** start Data records **

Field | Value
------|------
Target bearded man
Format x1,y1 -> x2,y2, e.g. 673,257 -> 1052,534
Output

** end Data records **

*Task goal*: Copy the listing above line for line, with no changes to any character.

*Full solution*:
Field | Value
------|------
Target bearded man
Format x1,y1 -> x2,y2, e.g. 673,257 -> 1052,534
Output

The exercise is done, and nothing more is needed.